**WHAT IS REQUIRED**: Below are records; transcribe only the line with "truck in the photo above." and those after it, through the last line, without any change.

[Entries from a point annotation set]
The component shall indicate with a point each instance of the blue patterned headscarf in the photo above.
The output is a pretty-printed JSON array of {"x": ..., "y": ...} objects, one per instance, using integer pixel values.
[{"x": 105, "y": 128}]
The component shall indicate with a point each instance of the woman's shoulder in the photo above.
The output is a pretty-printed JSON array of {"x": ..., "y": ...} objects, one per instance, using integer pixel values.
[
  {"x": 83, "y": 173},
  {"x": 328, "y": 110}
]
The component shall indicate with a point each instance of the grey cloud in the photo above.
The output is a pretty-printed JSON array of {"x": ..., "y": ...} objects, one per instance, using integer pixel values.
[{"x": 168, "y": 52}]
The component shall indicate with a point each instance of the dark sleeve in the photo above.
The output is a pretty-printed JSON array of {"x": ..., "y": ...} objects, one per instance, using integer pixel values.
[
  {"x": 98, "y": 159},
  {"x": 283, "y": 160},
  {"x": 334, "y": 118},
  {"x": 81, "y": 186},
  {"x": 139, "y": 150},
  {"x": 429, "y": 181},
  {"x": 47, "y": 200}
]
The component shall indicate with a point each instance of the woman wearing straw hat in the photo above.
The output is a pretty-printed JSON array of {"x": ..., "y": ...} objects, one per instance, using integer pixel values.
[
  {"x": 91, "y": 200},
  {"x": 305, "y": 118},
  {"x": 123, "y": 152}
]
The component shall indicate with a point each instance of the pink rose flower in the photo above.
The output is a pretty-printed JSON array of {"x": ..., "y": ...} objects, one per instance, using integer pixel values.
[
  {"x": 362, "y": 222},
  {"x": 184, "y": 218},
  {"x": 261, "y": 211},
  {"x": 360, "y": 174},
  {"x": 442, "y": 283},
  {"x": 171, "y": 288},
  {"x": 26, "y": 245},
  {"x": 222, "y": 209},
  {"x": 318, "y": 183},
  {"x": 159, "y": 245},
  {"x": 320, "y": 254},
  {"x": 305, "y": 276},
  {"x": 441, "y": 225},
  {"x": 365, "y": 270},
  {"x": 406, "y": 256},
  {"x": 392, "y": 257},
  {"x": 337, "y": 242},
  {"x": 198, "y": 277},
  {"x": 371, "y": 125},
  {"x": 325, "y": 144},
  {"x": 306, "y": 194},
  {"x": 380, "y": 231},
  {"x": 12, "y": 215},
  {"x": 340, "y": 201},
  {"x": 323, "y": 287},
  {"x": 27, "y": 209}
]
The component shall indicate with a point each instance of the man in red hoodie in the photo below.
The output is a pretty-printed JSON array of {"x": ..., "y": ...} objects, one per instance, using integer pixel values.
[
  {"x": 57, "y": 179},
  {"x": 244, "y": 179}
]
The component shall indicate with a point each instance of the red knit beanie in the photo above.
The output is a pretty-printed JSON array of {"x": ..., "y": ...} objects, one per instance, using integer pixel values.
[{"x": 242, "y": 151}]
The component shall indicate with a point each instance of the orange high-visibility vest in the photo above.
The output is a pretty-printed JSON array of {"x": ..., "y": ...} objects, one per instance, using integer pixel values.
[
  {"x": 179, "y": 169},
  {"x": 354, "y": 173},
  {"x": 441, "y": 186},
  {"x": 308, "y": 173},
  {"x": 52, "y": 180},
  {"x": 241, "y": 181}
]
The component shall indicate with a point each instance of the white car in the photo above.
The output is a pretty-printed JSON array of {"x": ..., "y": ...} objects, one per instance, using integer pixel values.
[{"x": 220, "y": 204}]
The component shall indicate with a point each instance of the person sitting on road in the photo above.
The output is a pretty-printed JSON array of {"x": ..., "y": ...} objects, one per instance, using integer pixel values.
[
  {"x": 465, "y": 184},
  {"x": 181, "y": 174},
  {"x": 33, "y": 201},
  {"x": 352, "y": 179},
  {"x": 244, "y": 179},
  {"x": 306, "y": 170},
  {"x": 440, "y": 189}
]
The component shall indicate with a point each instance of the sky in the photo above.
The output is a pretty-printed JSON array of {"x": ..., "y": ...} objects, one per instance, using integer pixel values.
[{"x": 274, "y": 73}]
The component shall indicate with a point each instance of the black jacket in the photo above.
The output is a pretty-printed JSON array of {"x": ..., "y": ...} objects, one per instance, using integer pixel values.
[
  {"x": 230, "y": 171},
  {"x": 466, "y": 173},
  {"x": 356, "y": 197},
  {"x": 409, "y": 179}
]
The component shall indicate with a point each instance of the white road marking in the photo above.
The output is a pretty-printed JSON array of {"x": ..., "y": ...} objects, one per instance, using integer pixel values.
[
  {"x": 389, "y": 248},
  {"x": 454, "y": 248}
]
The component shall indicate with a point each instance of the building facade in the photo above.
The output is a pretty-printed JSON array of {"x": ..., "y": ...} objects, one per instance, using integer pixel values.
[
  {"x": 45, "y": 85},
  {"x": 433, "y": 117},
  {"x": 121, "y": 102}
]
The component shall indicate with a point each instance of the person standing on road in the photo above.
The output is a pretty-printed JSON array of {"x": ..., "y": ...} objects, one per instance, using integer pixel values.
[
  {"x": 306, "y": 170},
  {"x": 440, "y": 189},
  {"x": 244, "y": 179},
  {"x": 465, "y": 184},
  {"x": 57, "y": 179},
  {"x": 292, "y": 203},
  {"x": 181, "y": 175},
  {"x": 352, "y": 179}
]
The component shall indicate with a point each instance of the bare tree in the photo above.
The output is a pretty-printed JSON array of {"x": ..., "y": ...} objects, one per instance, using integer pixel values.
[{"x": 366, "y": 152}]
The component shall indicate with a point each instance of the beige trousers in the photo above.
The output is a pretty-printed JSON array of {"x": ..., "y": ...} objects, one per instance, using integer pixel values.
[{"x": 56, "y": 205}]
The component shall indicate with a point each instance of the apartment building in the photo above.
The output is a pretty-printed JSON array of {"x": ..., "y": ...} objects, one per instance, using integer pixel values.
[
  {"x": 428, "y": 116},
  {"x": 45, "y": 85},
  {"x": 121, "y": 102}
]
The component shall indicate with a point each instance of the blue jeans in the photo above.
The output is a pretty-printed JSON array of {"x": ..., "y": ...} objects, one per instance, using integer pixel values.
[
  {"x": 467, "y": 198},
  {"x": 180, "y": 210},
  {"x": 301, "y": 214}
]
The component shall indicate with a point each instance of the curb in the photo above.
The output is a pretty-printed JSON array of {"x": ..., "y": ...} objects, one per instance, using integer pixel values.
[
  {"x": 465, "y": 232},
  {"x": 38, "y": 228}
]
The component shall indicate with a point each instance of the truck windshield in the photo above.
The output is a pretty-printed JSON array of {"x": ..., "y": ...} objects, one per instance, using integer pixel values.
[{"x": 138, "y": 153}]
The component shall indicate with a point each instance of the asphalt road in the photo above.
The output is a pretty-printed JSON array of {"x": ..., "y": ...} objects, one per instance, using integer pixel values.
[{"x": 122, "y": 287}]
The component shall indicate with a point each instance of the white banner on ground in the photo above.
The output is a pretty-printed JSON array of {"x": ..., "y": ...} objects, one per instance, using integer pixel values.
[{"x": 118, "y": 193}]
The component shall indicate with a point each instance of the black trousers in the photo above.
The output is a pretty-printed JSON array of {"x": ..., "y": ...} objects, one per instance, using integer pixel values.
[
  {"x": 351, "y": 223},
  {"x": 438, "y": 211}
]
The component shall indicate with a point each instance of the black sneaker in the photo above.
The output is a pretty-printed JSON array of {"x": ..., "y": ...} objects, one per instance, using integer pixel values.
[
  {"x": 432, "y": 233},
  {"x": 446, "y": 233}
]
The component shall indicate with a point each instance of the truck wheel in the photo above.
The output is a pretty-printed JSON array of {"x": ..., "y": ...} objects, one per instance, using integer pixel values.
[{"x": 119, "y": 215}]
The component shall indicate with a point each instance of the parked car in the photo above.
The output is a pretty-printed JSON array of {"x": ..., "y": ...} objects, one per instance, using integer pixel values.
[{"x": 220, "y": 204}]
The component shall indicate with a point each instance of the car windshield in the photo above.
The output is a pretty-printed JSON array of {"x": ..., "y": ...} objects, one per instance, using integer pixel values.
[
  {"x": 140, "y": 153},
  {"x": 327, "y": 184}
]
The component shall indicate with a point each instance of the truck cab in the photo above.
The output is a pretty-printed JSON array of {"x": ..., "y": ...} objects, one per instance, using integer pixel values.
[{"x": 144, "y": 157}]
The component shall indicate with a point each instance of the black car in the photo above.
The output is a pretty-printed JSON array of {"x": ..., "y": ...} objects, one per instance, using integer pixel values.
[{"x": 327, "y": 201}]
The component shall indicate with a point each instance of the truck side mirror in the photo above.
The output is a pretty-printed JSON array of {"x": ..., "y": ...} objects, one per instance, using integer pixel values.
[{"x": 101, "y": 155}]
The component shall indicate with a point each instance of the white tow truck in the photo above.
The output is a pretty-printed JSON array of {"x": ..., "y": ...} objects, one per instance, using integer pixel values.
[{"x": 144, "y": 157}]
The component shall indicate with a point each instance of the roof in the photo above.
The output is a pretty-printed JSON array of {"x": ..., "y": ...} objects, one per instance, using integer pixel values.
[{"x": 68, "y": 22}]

**CORRECT OUTPUT**:
The component shall indicate with a point each instance of the white tow truck in the photo above.
The output is a pretty-printed JSON array of {"x": ..., "y": ...} objects, one per instance, using integer pixel values.
[{"x": 144, "y": 157}]
The component shall indicate with a point each instance of the roof in the photo above.
The output is a pretty-printed JSON array of {"x": ..., "y": ...} objects, one per instance, using integer pixel values.
[{"x": 68, "y": 22}]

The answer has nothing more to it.